# Assigned task
Repeat the entries exactly, keeping every line as it is.

# Data in this exercise
══════

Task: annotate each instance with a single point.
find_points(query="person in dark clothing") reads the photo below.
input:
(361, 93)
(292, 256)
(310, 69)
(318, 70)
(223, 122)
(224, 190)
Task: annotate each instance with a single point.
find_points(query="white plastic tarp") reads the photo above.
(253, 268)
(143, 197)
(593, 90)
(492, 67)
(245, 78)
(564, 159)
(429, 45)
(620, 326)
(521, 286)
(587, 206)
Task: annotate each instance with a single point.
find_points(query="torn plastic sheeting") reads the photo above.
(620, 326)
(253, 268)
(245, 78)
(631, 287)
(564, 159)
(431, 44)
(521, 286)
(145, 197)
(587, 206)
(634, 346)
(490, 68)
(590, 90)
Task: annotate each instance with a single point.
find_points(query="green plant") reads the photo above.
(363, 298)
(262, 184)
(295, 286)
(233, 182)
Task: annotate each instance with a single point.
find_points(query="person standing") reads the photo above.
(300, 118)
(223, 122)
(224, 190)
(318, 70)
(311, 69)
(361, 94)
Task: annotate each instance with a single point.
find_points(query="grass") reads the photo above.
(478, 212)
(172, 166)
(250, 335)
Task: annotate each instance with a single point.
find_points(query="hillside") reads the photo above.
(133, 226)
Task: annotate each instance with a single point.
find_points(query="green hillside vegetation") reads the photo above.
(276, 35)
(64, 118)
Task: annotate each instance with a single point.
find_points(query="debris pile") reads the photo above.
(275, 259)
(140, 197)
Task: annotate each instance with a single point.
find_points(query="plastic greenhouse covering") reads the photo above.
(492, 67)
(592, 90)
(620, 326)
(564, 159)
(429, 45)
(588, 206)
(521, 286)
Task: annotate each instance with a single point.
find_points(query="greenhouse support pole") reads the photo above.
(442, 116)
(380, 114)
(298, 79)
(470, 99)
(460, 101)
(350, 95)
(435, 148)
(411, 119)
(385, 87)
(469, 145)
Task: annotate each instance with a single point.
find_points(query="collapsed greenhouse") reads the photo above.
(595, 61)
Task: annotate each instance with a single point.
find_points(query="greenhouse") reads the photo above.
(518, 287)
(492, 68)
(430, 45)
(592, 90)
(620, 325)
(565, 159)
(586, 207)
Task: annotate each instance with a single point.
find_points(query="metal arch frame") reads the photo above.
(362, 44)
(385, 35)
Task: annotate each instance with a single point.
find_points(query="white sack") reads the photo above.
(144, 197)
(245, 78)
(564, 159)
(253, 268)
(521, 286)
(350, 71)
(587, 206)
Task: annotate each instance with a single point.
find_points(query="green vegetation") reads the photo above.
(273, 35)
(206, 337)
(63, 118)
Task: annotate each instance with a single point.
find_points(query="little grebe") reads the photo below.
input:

══════

# Written reply
Task: annotate each instance with a single point.
find_points(query="person in dark clothing") reads the photo below.
input:
(361, 93)
(292, 256)
(310, 69)
(318, 70)
(223, 122)
(224, 190)
Task: annotate each instance with a single point.
find_points(query="white plastic tarp") reads the photo above.
(253, 268)
(143, 197)
(593, 90)
(492, 67)
(245, 78)
(564, 159)
(429, 45)
(620, 326)
(521, 286)
(587, 206)
Task: annotate each instance with a single point.
find_points(query="torn plastic sheeting") reads the photo above.
(620, 326)
(253, 268)
(245, 78)
(631, 287)
(564, 159)
(431, 44)
(521, 286)
(145, 197)
(587, 206)
(634, 346)
(490, 68)
(590, 90)
Task: annotate each instance with a single point.
find_points(query="green plant") reads the photo above.
(363, 298)
(262, 184)
(295, 286)
(233, 182)
Task: annotate each instance with a single point.
find_points(query="person standing") reads the photo above.
(300, 118)
(223, 122)
(224, 190)
(318, 70)
(311, 69)
(361, 94)
Task: annotate each instance with a single point.
find_points(query="grass") reads the photo above.
(478, 212)
(172, 166)
(250, 335)
Task: annotate each instance with a single point.
find_points(query="hillside") reads the photo above.
(133, 226)
Task: annotate each instance with a single point.
find_points(query="green hillside vegetation") reads the photo above.
(276, 35)
(64, 118)
Task: annotate each instance with a single point.
find_points(query="debris pile") reads the photo above.
(275, 259)
(140, 197)
Task: annotate each instance with a single point.
find_points(query="plastic greenhouse covering") reads the photo above.
(492, 67)
(592, 90)
(620, 326)
(564, 159)
(429, 45)
(588, 206)
(521, 286)
Task: annotate each instance with a single point.
find_points(query="greenhouse support pole") reads the photo above.
(442, 116)
(380, 114)
(298, 79)
(470, 99)
(460, 101)
(350, 95)
(435, 148)
(411, 119)
(385, 87)
(469, 145)
Task: annotate each instance with a single point.
find_points(query="collapsed greenhouse") reads the photo above.
(595, 61)
Task: annotate each instance with a single point.
find_points(query="greenhouse") reads the photo above.
(518, 287)
(492, 68)
(430, 45)
(592, 90)
(620, 325)
(565, 159)
(586, 207)
Task: annotate each instance with a single point.
find_points(query="metal arch frame") reads the photo above.
(362, 44)
(385, 35)
Task: annotate each instance with a single point.
find_points(query="white sack") reads the photo above.
(144, 197)
(245, 78)
(564, 159)
(253, 268)
(521, 286)
(350, 71)
(587, 206)
Task: annotate each instance with a single point.
find_points(query="green vegetation") reads the photo above.
(273, 35)
(206, 337)
(63, 118)
Task: annotate each instance with a single point.
find_points(query="little grebe") reads the photo below.
input:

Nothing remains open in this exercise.